The records:
+ + + +
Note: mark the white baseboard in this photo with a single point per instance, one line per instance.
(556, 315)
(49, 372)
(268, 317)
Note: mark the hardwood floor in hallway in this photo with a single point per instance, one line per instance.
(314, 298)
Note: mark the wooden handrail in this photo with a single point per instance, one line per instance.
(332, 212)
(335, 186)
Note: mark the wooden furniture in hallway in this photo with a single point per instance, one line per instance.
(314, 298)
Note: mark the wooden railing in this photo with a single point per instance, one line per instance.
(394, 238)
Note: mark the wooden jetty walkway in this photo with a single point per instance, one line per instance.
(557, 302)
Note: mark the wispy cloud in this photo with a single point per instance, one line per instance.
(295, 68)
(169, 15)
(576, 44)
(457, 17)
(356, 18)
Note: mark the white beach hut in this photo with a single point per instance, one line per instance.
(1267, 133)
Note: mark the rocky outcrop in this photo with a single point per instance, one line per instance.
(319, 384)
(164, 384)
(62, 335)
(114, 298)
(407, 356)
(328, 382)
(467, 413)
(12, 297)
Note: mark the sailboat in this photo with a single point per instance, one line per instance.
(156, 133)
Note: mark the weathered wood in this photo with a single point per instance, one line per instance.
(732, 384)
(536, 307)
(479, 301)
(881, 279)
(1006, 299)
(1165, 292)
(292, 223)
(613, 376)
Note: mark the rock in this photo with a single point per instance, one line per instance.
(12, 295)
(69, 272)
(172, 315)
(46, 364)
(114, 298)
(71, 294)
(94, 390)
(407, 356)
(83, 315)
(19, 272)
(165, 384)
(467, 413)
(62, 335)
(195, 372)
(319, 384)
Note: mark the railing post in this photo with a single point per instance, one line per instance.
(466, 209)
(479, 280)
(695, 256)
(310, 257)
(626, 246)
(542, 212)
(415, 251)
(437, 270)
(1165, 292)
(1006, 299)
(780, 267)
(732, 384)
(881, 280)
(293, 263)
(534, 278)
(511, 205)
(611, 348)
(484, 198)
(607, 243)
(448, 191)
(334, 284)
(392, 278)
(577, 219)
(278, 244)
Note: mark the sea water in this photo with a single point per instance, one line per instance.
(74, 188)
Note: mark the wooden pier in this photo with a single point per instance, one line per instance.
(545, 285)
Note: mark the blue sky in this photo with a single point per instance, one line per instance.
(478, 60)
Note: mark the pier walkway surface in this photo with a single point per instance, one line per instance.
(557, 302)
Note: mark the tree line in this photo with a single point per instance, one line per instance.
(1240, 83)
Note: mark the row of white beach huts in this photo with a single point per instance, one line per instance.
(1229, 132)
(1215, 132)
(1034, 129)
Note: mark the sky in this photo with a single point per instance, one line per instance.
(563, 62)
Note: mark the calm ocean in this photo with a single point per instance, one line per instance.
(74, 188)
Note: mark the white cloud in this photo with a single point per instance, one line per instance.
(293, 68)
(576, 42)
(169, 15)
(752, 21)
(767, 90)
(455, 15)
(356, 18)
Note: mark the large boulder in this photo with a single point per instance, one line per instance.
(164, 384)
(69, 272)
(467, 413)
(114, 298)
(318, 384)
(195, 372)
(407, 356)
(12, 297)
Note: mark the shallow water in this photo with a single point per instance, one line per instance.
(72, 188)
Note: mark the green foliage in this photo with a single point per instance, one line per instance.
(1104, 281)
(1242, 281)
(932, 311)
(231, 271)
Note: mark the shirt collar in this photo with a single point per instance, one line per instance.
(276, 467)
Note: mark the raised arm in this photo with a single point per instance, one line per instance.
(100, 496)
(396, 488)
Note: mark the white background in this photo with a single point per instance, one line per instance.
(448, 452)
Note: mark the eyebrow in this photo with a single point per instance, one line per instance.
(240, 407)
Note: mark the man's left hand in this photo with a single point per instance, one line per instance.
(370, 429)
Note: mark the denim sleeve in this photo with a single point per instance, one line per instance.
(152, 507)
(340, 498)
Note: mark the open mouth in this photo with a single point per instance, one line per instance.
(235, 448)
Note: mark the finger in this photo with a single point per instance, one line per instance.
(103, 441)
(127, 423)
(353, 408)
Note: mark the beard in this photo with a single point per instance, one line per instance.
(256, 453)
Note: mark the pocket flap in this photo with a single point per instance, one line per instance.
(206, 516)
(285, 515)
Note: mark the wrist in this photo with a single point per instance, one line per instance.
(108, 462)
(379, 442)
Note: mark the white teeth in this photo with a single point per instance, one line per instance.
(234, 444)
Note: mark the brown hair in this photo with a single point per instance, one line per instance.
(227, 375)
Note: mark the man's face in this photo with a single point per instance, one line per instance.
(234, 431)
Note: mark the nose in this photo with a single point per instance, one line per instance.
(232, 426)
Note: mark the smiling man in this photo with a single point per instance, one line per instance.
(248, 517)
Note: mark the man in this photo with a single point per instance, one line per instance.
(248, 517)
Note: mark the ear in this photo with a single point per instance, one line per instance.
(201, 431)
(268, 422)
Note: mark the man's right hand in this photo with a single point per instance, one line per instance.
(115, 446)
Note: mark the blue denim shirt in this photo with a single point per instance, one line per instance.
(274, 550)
+ + + +
Do this: Word for word, extract all the records.

Written response:
Note: mark the white baseboard in this photo with a single point per instance, one line per instance.
(556, 315)
(49, 372)
(268, 317)
Note: mark the hardwood floor in hallway in this photo with a single point per instance, one line per instance.
(314, 298)
Note: mark the wooden handrail in this photo with a single point per instance, one line per instance.
(332, 212)
(335, 186)
Note: mark the wooden furniture in hallway in this photo with a single point per instance, one line per instance.
(314, 298)
Note: mark the wooden railing in this photo with a single point per instance, one line per instance.
(394, 238)
Note: mark the wooden jetty walkway in this photo with a single point per instance, one line per instance.
(557, 302)
Note: mark the wispy cloud in this photo with a single point per instance, one line per instance.
(295, 68)
(169, 15)
(576, 44)
(457, 17)
(356, 18)
Note: mark the white beach hut in this photo with a single point per instance, one line per instance.
(1267, 133)
Note: mark the rocky outcrop in this photo with a single point per instance, one line per instance.
(319, 384)
(164, 384)
(62, 335)
(114, 298)
(407, 356)
(328, 382)
(467, 413)
(12, 297)
Note: mark the sailboat in this photo with a single point per instance, one line per instance.
(156, 133)
Note: mark the weathered wood in this photo with a single point per instance, one line per instance.
(732, 384)
(536, 307)
(479, 301)
(881, 279)
(1006, 299)
(1165, 292)
(292, 223)
(613, 376)
Note: mark the rock in this photo with a single point per instance, one line per instance.
(12, 295)
(69, 272)
(172, 315)
(46, 364)
(114, 298)
(71, 294)
(94, 390)
(407, 356)
(83, 315)
(19, 272)
(165, 384)
(467, 413)
(62, 335)
(195, 372)
(319, 384)
Note: mark the railing post in this photo with a single point per instance, one line per instance.
(466, 209)
(479, 280)
(695, 256)
(310, 257)
(626, 246)
(542, 212)
(415, 251)
(437, 270)
(1165, 292)
(1006, 299)
(780, 267)
(732, 384)
(881, 280)
(293, 263)
(534, 278)
(511, 205)
(611, 348)
(484, 198)
(607, 243)
(448, 191)
(334, 284)
(392, 278)
(577, 219)
(278, 244)
Note: mark the sea water in this photo with a single point per instance, one line per instance.
(74, 188)
Note: mark the wooden pier in this photo with a single point per instance, one line per instance.
(545, 285)
Note: mark the blue sky in this photo with a single point per instance, one line per instance.
(478, 60)
Note: mark the pier walkway surface in this photo with a single point per instance, one line per instance.
(557, 302)
Note: mark the tree line in this photo with a single point per instance, one line per instance.
(1240, 83)
Note: mark the row of white beach huts in this photo with a single point per instance, one line per instance.
(1229, 132)
(1215, 132)
(1034, 129)
Note: mark the sky in this photo with a single point per instance, one line per instance.
(563, 62)
Note: mark the calm ocean in this photo with a single point per instance, one line per instance.
(74, 188)
Note: mark the white cloud in this photo with a single point per instance, one line per instance.
(293, 68)
(576, 42)
(169, 15)
(752, 21)
(767, 90)
(455, 15)
(356, 18)
Note: mark the large boulder in this photo with a single point per instance, one line per instance.
(164, 384)
(69, 272)
(467, 413)
(114, 298)
(318, 384)
(195, 372)
(407, 356)
(12, 297)
Note: mark the shallow water in this photo with a single point per instance, one line per instance.
(72, 188)
Note: mark the green foliage in this photo with a single point per instance, one line per instance.
(1104, 281)
(1242, 281)
(932, 311)
(231, 271)
Note: mark the shirt collar in this photo with a single point per instance, one line per instance.
(276, 467)
Note: mark the raised arm in this photo with a single point per instance, one line per instance.
(100, 496)
(396, 488)
Note: mark the white background in this photo with a single point per instance, one line per instance.
(448, 452)
Note: mark the eyebrow in this photo with a single point per instance, one line per instance.
(240, 407)
Note: mark the man's left hand in this photo with a single point per instance, one line per instance.
(370, 429)
Note: mark the denim sleeve in this photo with a single point per instance, one line per instance.
(152, 507)
(340, 498)
Note: mark the open mouth in this photo with a single point per instance, one line per instance.
(235, 448)
Note: mark the finger in this photo with a single point per instance, one line per instance.
(103, 441)
(127, 423)
(353, 408)
Note: mark the beard in this photo with a single point per instance, one line per instance.
(256, 453)
Note: mark the pocket flap in this photo with a single point per instance, one line per instance.
(206, 516)
(285, 515)
Note: mark the wrist in this photo with a single point per instance, one line per instance.
(108, 462)
(379, 442)
Note: mark the white teeth in this photo with a single point per instance, one line per instance.
(234, 444)
Note: mark the brown hair in this photo with a single point per instance, one line per instance.
(227, 375)
Note: mark the man's face in this photo with a single point per instance, one line per instance.
(234, 431)
Note: mark the nose in this photo with a single point per instance, one line per instance.
(232, 426)
Note: mark the smiling man in this photo with a single point per instance, one line per instance.
(248, 517)
Note: mark the man in this photo with a single point per instance, one line per instance.
(248, 517)
Note: mark the ear in this photo with a single point per instance, one line per instance.
(201, 431)
(268, 422)
Note: mark the man's right hand in this photo with a single point per instance, one line per instance.
(115, 446)
Note: mark the blue denim shirt in this photo with a single point per instance, one line per instance.
(274, 550)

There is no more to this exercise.